INSTRUCTIONS TO FOLLOW: Begin at the line that contains "of the stack" and repeat every line from there to the end of the records below, inclusive, without adding any other line.

[Entries from a pointing dataset]

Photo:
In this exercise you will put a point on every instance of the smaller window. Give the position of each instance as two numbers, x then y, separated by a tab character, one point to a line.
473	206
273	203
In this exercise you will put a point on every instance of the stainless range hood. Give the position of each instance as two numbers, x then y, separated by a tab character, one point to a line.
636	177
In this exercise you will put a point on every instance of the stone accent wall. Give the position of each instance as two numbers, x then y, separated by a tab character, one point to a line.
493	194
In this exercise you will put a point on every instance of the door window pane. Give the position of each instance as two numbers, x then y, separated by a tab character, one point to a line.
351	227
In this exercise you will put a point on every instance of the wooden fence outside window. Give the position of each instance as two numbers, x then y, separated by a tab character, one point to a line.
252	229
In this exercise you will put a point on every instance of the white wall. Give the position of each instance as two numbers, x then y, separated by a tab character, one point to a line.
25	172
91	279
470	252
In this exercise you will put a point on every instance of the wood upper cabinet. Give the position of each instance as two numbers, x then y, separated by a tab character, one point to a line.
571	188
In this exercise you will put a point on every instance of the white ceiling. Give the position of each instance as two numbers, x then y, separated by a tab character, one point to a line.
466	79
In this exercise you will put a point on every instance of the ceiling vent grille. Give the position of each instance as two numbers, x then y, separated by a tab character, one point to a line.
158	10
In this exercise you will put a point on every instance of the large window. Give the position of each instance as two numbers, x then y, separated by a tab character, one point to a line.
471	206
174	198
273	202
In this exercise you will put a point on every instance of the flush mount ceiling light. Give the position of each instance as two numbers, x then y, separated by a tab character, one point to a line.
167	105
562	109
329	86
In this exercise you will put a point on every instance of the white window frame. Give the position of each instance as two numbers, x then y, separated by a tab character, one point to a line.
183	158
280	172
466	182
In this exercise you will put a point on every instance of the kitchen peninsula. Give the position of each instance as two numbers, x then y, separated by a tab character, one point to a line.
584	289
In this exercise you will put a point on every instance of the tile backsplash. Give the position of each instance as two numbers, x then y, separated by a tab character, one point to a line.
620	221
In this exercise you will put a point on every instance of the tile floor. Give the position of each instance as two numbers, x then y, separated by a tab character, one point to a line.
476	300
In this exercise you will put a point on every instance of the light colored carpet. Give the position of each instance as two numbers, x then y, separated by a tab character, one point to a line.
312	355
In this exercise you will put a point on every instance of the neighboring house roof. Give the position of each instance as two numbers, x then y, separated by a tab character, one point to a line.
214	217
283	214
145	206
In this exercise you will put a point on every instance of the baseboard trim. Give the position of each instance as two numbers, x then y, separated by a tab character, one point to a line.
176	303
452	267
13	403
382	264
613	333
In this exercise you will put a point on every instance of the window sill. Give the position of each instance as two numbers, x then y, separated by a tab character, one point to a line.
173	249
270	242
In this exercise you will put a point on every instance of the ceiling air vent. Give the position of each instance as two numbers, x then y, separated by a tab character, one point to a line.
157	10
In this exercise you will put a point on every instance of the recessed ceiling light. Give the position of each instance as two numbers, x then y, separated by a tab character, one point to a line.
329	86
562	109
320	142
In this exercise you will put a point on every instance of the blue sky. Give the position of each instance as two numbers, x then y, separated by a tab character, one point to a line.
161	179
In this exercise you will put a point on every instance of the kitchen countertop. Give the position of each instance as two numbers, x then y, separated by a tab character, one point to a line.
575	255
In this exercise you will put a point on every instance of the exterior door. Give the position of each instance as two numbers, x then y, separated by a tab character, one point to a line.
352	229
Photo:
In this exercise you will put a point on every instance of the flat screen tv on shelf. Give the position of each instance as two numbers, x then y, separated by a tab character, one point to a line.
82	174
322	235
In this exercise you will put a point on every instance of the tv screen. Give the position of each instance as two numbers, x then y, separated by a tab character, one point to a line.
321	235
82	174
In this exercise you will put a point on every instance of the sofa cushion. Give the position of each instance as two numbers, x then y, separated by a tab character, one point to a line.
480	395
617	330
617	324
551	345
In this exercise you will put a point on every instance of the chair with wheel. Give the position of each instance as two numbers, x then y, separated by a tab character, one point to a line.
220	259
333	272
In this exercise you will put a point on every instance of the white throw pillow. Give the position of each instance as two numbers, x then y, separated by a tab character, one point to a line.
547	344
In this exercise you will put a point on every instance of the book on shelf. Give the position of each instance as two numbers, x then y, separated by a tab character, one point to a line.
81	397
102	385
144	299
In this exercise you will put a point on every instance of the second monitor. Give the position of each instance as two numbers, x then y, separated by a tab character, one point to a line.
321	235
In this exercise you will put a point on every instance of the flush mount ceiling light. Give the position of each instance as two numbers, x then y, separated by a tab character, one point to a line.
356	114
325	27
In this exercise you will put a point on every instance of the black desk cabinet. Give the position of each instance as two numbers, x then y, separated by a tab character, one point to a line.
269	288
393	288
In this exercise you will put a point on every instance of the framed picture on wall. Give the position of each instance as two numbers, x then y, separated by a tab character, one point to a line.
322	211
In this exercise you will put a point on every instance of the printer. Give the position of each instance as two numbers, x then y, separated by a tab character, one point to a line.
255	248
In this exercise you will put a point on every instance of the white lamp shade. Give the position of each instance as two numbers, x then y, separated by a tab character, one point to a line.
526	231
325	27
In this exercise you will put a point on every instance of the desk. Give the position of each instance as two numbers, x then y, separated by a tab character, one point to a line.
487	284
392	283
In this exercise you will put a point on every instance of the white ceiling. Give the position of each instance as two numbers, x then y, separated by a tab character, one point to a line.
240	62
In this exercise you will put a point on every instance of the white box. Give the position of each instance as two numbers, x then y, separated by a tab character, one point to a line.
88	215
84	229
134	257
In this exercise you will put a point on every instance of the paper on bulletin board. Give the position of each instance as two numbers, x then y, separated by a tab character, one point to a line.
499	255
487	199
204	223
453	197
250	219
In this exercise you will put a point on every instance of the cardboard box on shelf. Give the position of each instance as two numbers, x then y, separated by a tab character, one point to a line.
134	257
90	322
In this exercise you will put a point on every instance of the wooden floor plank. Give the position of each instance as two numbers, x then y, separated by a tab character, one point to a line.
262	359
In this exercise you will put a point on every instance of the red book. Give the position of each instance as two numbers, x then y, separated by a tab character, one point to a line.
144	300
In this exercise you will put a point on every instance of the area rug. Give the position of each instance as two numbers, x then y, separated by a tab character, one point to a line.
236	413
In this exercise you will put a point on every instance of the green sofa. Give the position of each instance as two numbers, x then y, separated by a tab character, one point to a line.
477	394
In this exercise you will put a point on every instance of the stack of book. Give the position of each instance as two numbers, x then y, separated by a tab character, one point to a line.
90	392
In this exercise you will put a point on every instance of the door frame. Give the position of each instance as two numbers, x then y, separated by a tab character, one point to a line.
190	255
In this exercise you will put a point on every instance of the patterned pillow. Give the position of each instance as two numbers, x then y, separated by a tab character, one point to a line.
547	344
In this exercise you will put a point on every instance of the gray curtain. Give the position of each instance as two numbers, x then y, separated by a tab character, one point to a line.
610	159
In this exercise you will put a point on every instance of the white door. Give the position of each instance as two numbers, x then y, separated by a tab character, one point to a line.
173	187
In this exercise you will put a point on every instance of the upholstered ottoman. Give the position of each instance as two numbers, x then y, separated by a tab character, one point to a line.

TASK SOLUTION:
In this exercise you will put a point on every instance of the stack of book. Give the position of each instance as two numbers, x then y, separated by a tab character, one point to a line.
90	392
In this exercise you will put a point on every instance of the door frame. Give the position of each instance as two numbers, x then y, separated by a tab character, one point to a line.
190	255
In this exercise you will put a point on every instance of the patterned pillow. Give the position of each instance as two numbers, x then y, separated by a tab character, one point to a line.
547	344
In this exercise you will put a point on every instance of the gray curtain. Give the position of each instance as two numbers, x then y, separated by a tab character, one point to a line.
610	159
In this exercise you will put a point on every instance of the white door. Give the position of each instance as two numbers, x then y, separated by a tab character, one point to a line.
173	187
In this exercise you will put a point on every instance of the upholstered ottoman. Give the position of each instance as two numbers, x then y, separated by a tab character, one point to a line.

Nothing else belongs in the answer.